*** Opening of Supplied data ***

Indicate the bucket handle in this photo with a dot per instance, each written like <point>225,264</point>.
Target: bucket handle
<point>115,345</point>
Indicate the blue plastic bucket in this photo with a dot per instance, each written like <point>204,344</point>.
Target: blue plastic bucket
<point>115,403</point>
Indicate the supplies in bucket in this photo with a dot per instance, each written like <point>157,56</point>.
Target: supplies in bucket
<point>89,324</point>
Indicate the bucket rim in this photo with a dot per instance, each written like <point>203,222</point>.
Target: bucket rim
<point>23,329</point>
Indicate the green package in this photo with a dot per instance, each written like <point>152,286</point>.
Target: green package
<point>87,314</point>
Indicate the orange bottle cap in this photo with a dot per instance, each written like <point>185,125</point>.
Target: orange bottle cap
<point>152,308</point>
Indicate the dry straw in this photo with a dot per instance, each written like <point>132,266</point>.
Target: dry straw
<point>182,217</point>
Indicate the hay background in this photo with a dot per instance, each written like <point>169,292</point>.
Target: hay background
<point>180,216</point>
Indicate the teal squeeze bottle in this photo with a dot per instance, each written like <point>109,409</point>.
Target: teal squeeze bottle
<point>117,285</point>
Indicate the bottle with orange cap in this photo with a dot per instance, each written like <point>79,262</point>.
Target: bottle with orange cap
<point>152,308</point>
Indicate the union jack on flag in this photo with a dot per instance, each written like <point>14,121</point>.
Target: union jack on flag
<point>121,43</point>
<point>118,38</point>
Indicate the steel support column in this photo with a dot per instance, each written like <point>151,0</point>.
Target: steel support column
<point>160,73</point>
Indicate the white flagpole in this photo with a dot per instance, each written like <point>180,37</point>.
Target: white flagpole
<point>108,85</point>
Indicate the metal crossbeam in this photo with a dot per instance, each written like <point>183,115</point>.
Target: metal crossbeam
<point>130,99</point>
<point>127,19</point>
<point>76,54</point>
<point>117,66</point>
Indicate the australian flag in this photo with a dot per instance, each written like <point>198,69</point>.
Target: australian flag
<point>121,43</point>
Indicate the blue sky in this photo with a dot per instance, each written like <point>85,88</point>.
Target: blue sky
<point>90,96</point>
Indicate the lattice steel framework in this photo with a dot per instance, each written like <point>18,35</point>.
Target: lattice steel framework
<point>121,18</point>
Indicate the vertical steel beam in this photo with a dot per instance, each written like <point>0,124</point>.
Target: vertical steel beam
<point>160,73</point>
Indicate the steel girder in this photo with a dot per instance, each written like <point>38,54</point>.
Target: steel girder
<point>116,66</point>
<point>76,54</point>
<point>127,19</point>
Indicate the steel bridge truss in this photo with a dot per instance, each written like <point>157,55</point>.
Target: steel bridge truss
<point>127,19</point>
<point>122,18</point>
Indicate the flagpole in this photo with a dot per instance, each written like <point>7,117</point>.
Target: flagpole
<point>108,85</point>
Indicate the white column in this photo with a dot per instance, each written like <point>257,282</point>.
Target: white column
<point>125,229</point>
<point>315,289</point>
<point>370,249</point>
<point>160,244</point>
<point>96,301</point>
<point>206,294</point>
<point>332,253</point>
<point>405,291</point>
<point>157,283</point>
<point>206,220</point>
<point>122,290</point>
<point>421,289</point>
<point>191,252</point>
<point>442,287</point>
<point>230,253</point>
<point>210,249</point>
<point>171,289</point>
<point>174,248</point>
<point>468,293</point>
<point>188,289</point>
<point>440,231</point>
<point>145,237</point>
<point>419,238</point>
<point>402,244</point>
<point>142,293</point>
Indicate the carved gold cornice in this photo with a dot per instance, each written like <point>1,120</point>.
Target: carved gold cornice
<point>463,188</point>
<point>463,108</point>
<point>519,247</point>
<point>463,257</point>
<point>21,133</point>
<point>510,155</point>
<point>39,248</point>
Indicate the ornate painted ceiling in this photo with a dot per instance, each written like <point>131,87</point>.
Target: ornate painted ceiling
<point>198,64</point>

*** Close of Supplied data ***

Beginning with the line containing "Indicate the flagpole" and ending with the line containing "Indicate the white column", extract those lines exactly from the listing above, and only those.

Indicate the flagpole in this photo with a dot per instance, each written like <point>7,117</point>.
Target: flagpole
<point>108,85</point>
Indicate the white column in this photo with a dot per instance, each written like <point>257,282</point>.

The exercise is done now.